> [KUTIPAN DOKUMEN]
Rabu 30 Aug 2017 18:15 WIB

Ada 'Teror Popok' di Sungai Brantas Jatim

Rep: Wilda Fizriyani/ Red: Qommarria Rostanti
Rumah liar di sepanjang daerah aliran sungai (DAS) Brantas, Kota Malang.
Foto: Malangkota.go.id
Rumah liar di sepanjang daerah aliran sungai (DAS) Brantas, Kota Malang.

REPUBLIKA.CO.ID, MALANG -- Masyarakat Malang Raya melalui Brigade Evakuasi Popok (BEP) mendorong pemerintah segera mengatasi permasalahan 'teror popok' yang berada di aliran Sungai Brantas. Pihaknya telah melakukan survei ke sejumlah daerah terkait Sungai Brantas yang menjadi tempat pembuangan popok bayi bekas.

BEP telah melakukan investigasi di Surabaya, Sidoarjo, Gresik, Kota Mojokerto, Kabupaten Mojokerto, Kabupaten Jombang, Kota Batu, Kabupaten Malang dan Kota Malang. "Dari sembilan kota dan kabupaten yang dilewati oleh Sungai Brantas dan hasilnya menunjukkan Sungai Brantas menjadi tempat pembuangan popok bayi bekas. Selain popok bayi, BEP juga menemukan popok orang dewasa dan popok atau pembalut wanita," kata Koordinator BEP, Azis, melalui keterangan pers yang diterima Republika.co.id, Rabu (30/8).

Menurut Azis, hal ini dapat terjadi karena tidak adanya prosedur operasi standar (SOP) penanganan popok bekas. Ditambah lagi, popok-popok yang berhasil dievakuasi BEP masih banyak tertempel kotoran bayi (feses) yang akan menjadi sumber polutan bagi Kali Brantas. Hingga saat ini, kata Azis, Kota Malang terutama di Jembatan Muharto 85 persen berisi tumpukan sampah berupa popok bayi.

BEP juga menemukan fakta bahwa selama ini pemerintah daerah merasa belum berwenang sepenuhnya untuk menangani masalah sampah popok bayi bekas yang ada di wilayahnya dengan berbagai dalih. Padahal menurut dia, itu sudah menjadi bagian tanggung jawab terkait, terlepas asal usul sampah tersebut sebenarnya.

> [PETUNJUK 1] Sebutkan semua jenis popok dan pembalut yang ditemukan BEP di Sungai Brantas menurut kutipan dokumen.
> [PETUNJUK 2]
Tentukan apakah setiap pernyataan berikut sesuai dengan kutipan dokumen. Jawab ya atau tidak, lalu kutip kata-kata penentunya.
(a) BEP melakukan investigasi di sembilan kota dan kabupaten yang dilewati Sungai Brantas.
(b) Sudah ada SOP untuk penanganan popok bekas.
(c) Di Jembatan Muharto, 50 persen tumpukan sampah berupa popok bayi.
> [PETUNJUK 3] Tolong kembalikan seluruh isi kutipan dokumen, mulai dari "Rep: Wilda Fizriyani/" terus ke bawah sampai "yang menjadi tempat pembuangan popok bayi bekas.", tanpa ada yang diubah.

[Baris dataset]
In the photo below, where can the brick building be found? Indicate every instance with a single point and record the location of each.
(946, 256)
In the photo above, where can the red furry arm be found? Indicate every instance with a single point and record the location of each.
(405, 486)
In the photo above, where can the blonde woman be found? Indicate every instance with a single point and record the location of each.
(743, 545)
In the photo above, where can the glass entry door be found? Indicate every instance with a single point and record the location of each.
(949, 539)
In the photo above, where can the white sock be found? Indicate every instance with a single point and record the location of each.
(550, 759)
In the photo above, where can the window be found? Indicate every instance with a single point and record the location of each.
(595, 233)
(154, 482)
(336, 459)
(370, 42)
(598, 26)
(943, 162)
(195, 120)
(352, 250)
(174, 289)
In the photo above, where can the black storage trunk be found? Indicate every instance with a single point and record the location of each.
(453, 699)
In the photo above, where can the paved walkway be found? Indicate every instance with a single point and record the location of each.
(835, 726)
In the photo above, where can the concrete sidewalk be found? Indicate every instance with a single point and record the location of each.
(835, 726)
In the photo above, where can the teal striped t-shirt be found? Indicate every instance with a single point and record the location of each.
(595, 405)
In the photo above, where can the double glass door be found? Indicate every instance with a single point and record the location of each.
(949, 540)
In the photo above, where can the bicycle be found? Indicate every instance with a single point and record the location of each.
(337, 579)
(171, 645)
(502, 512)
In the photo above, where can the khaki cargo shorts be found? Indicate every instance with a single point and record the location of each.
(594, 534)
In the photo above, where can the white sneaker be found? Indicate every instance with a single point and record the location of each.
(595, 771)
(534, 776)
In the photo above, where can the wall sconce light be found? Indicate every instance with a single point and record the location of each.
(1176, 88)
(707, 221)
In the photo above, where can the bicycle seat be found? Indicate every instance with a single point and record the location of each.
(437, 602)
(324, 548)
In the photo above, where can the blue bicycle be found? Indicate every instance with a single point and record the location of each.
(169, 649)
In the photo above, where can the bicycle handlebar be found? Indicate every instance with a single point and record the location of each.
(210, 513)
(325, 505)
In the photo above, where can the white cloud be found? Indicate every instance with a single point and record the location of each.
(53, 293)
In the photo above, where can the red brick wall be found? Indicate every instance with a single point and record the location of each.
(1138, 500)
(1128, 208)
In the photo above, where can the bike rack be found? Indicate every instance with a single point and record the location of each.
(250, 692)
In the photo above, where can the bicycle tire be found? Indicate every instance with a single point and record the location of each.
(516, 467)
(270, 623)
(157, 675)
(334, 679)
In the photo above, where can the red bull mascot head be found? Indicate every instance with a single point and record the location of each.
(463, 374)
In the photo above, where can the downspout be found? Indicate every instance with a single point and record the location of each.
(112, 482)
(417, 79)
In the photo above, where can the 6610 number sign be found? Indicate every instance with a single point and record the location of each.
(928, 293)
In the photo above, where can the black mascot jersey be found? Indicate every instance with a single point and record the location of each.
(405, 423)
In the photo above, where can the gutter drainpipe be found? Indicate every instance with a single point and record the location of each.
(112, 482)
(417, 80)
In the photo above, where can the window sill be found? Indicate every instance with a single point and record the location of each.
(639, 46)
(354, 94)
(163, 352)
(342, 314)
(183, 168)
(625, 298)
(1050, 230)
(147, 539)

> [JAWABAN 1]
- Popok bayi bekas
- Popok orang dewasa
- Popok atau pembalut wanita

> [JAWABAN 2]
(a) Ya: "Dari sembilan kota dan kabupaten yang dilewati oleh Sungai Brantas"
(b) Tidak: "tidak adanya prosedur operasi standar (SOP) penanganan popok bekas"
(c) Tidak: "Kota Malang terutama di Jembatan Muharto 85 persen berisi tumpukan sampah berupa popok bayi"

> [JAWABAN 3]
Rep: Wilda Fizriyani/ Red: Qommarria Rostanti
Rumah liar di sepanjang daerah aliran sungai (DAS) Brantas, Kota Malang.
Foto: Malangkota.go.id
Rumah liar di sepanjang daerah aliran sungai (DAS) Brantas, Kota Malang.

REPUBLIKA.CO.ID, MALANG -- Masyarakat Malang Raya melalui Brigade Evakuasi Popok (BEP) mendorong pemerintah segera mengatasi permasalahan 'teror popok' yang berada di aliran Sungai Brantas. Pihaknya telah melakukan survei ke sejumlah daerah terkait Sungai Brantas yang menjadi tempat pembuangan popok bayi bekas.